**İstenenler:**
(1) Aşağıdaki ifadelerin okuma metniyle uyuşup uyuşmadığını evet ya da hayır diyerek belirtin ve her yanıtı destekleyen sözleri metinden birebir alıntılayın. (a) Selin'in babası İstanbul'dan Ankara'ya yürüdü. (b) "Turbo" lakaplı sürücü tutuklandı. (c) İlk mahkemede 6 yıl hapis cezası verildi.
(2) Okuma metnine göre Selin'le birlikte trafik canavarına kurban giden erkek arkadaşının adı nedir?
(3) Okuma metninde "Trafik kazasının kader" sözlerinden "yasanının çıkarılması istedi." sözlerine kadar uzanan kısmı aynen aktarın.

Öyle Böyle Tecelli…
ÖYLE BÖYLE TECELLİ…
Tam on yıl oldu.
Bize dün gibi. Dere suyu misali aktı, geçti.Ama acıyı yaşayanlara…
Adaleti arayanlara…
Geciktikçe yüreği dağlananlara…
Her gün, bir asra bedeldi.
* *
Çoğumuz hatırlarız. 30 Nisan 2000.
Üniversiteli Selin, erkek arkadaşı Erdem’le birlikte trafik canavarı kurbanı oldu.
Daha doğrusu sürat düşkünü bir gencin katliamına uğradı.
Gencecik iki fidan, sonsuzluğa gönderildi.
Selin’in babası Boray Uras yollara düştü.
Trafik kazasının kader olmaması…
Sebep olanların elini kolunu sallayarak gezmemesi…
Toplum bilincinin artırılması için…
* *
İstanbul’dan Ankara’ya yürüdü.
Yeni trafik yasanının çıkarılması istedi.
Pek başarılı olamasa da…
“Olası kasıt altında ölüme neden olmak” maddesini yasaya koydurdu.
Kaza, cana kast edici nitelikteyse cezası ağırlaştırıldı.
* *
Baba Uras, maddeyi koydurdu da…
Kendi davası ortada kaldı.
“Turbo” lakaplı sürücü 8 de 8 hatalı olmasına…
Tüm delillerin aleyhinde olmasına rağmen…
Tutuklanmadı.
* *
İlk mahkemede 6 yıl hapis cezası verildi.
Yargıtay’dan döndü.
İkinci kez yine aynı ceza…
Yine Yargıtay’dan iade.
Bir kez daha ceza…
Bir kez daha Yargıtay.
4 kez geri gönderildi.
Beşinci kez bir daha gitti.

(Bölge işaretleme kayıtları)

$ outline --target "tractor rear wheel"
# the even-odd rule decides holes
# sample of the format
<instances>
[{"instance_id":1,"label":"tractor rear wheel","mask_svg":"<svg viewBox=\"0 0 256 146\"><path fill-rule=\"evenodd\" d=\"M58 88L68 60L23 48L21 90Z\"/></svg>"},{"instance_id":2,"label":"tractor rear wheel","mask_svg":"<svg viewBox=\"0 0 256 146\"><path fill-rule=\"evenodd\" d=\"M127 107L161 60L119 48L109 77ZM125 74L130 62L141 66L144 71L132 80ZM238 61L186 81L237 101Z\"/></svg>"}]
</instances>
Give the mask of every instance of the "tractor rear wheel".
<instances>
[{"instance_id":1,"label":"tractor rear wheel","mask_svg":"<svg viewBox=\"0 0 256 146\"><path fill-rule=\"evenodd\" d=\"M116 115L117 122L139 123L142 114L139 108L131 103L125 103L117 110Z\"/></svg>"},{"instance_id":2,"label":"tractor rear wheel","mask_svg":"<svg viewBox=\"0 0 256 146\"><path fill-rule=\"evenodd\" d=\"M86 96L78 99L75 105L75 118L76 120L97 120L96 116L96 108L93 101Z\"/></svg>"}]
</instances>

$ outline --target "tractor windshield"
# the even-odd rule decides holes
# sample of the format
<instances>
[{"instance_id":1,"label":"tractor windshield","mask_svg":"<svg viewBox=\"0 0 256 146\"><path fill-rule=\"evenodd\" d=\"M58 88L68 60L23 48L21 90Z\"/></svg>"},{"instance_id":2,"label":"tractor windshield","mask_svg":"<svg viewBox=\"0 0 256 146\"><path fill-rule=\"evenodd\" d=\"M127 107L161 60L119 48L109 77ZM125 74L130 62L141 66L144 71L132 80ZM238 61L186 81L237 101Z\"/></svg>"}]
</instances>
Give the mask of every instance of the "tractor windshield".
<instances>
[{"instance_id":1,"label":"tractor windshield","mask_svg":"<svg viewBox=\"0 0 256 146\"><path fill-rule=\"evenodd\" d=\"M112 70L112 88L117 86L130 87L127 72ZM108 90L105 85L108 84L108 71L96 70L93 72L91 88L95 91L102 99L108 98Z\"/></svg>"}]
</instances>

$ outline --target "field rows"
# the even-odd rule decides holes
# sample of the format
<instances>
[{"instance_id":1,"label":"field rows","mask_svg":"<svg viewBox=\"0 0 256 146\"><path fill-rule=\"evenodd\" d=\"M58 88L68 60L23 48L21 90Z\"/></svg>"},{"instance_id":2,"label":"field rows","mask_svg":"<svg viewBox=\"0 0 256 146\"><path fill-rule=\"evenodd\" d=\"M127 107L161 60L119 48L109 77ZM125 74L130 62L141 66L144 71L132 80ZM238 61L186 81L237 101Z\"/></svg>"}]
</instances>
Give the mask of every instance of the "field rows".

**Görevlerin yanıtları:**
(1)
(a) Evet: "İstanbul’dan Ankara’ya yürüdü."
(b) Hayır: "Tutuklanmadı."
(c) Evet: "İlk mahkemede 6 yıl hapis cezası verildi."

(2) Erdem.

(3)
Trafik kazasının kader olmaması…
Sebep olanların elini kolunu sallayarak gezmemesi…
Toplum bilincinin artırılması için…
* *
İstanbul’dan Ankara’ya yürüdü.
Yeni trafik yasanının çıkarılması istedi.